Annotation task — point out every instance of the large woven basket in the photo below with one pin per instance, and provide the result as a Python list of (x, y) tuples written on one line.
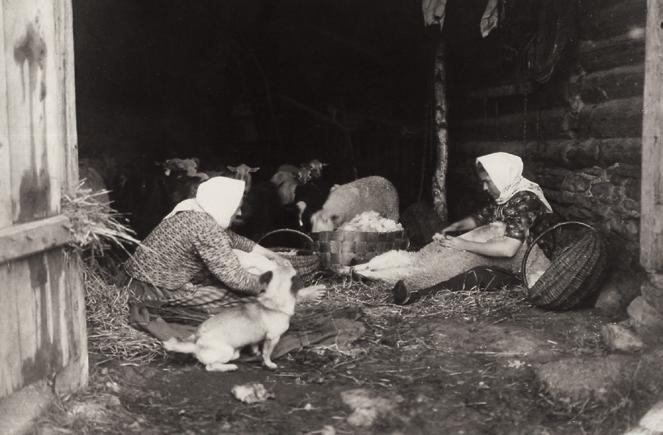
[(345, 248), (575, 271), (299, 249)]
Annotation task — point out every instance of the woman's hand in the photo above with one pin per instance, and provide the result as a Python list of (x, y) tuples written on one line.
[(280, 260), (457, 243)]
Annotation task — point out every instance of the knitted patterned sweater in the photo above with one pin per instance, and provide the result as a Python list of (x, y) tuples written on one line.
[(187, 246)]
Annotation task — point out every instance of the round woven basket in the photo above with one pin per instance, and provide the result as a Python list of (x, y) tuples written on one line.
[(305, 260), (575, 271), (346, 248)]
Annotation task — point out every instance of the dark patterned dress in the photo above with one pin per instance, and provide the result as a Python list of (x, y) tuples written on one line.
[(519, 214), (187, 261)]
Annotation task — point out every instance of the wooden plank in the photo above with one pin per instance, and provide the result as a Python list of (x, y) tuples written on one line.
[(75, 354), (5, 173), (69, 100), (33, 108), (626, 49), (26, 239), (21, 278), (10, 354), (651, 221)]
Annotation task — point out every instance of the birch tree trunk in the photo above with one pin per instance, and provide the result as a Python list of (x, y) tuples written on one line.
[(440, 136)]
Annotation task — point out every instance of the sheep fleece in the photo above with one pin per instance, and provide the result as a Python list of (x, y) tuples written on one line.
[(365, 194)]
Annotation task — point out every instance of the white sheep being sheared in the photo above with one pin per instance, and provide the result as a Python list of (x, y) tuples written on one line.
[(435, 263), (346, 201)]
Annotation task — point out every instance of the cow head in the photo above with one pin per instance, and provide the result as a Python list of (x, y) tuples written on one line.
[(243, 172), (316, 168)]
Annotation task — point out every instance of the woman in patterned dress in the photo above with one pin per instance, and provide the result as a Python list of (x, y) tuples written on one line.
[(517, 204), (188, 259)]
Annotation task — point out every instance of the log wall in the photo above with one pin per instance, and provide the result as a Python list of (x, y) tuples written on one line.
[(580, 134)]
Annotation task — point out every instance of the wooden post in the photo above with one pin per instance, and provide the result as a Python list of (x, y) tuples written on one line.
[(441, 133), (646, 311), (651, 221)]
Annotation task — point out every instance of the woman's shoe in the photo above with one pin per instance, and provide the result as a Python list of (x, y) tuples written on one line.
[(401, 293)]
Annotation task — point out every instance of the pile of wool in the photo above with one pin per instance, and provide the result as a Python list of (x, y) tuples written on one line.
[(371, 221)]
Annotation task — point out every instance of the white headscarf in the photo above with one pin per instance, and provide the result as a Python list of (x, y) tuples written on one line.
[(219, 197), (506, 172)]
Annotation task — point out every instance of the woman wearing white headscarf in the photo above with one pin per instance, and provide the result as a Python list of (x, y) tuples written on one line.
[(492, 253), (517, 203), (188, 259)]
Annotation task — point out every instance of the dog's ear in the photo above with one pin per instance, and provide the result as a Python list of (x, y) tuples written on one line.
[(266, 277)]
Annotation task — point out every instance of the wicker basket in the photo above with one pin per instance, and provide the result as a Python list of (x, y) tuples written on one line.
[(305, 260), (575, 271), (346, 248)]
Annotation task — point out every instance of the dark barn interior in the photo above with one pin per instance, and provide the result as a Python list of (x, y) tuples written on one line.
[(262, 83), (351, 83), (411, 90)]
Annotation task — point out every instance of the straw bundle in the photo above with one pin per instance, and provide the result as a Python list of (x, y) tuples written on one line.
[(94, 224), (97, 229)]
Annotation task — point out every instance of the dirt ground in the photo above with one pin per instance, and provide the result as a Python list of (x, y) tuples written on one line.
***
• [Short task] Can you print the entire listing above line for line, leaving out every picture?

• [Written solution]
Annotation task — point out every instance of the large woven basket in the photo below with one pin per instance, and provide the result as a Python list of (x, y) tuples written on one line.
[(345, 248), (575, 271), (299, 249)]
Annotation task — point out every instance of the woman's hand in the photo above with one pin per instance, and provide the result as a Python list of (x, y) tuples written on one line.
[(280, 260), (457, 243)]
Annotation task — point out every instance of the knitted patterned sweater in the photo above with one pin per instance, and provide the result as a Python list of (x, y) tuples written on one line.
[(187, 246)]
Annotation task — point out every instance of the round woven basket in the photo above with one pin per instance, and provide the result as a Python list of (x, y) tuples written on one line.
[(305, 260), (575, 271), (346, 248)]
Annotation task — point out every instance of the dark patterned dress in the photo above with one pin per instance, and provide the result as a Python list of (x, y) tuples written on one line.
[(519, 214), (187, 261)]
Annotation task — point out every instance of the wooden plank in the photo above with one pin per instance, and provide the result as a Python list of (x, y) tuples written on one line.
[(75, 354), (5, 173), (69, 100), (33, 108), (626, 49), (26, 239), (21, 278), (10, 354), (651, 221)]
Annotation task — point out every instance of the birch tree trunk in the photo above with one pin per instance, and provide the result as a Python list of (x, y) tuples written on one line.
[(440, 136)]
Annotation task — point out every instance of the sheep fleece in the photo above with one pin per instance, and provide the result as a Python list of (x, y) tuples written on one line.
[(365, 194)]
Annotation task — point out every instance of the white sheep being sheared in the photo above with one pin per instance, and provide the result as a Python list of (x, y) tuples written on one line.
[(435, 263), (346, 201)]
Annotation task — point out every instance of the cow head in the photo above with one pin per instance, and provide the result as a Python list of (x, y) tuples written on one line.
[(243, 172), (316, 168)]
Annotation task — point out every instance of the woman in patterned dress in the photo above with one pin per instance, and provide the result as a Python list of (x, y) tuples written on one line.
[(517, 204), (188, 259)]
Annotation task — point out every instance of the log wall in the photo above with one pin per instance, and provide the result as a Python list of (x, y) tuples written on one line.
[(580, 134)]
Annotation task — point out every instance of the wooden post in the photo above with one pin per instance, and provide the result as a Python list of (x, y) tuples written on one line.
[(441, 133), (646, 311), (651, 221)]
Annotation task — point out every instance of the woman's shoe in the photo above with one pin per instance, and provide the result as a Python list of (x, y) tuples written on one line.
[(401, 293)]
Annotation task — point out every instance of the pile of wool in the photo above with one pin per instance, and provide the result as a Python list of (x, y) tuples written on one line.
[(371, 221)]
Annotation task — point out every instance of the white headscarf in the photo above with one pin per instance, and provide the result as a Python list of (x, y) tuples written on one line.
[(219, 197), (506, 172)]
Annotation task — point out every instance of the woman wearing white headscarf in the photo above with one pin per instance, and provide the result as a Python list of (x, y) tuples written on one line.
[(492, 253), (517, 203), (188, 259)]
Annotation task — point out every instance of the dog's ear in the photo above with one pin per instance, and provide the result as a Python list of (x, y) tuples written on one line.
[(266, 277)]
Annotation task — point out every instance of the wicker basket in the photo above with one pin per instance, and provide the result as a Python list of (x, y) tuples written on one line.
[(305, 260), (575, 271), (346, 248)]
Annotation task — point out every instance of the dark barn interior in the photo above with one pin per instance, and provide the result as a Python list of (x, y) tuples written on one line.
[(262, 83), (351, 83), (411, 90)]
Annotation task — point out every instance of the straw bundle in the photo above with one pin per instance, and provide the result as a Python list of (x, y) tuples written on one line.
[(94, 224), (97, 229)]
Annotation task — point out every instance of the dirt ground in the photo above with one pin per instance, and provide the result as a Python list of (x, y) tuples written on one line.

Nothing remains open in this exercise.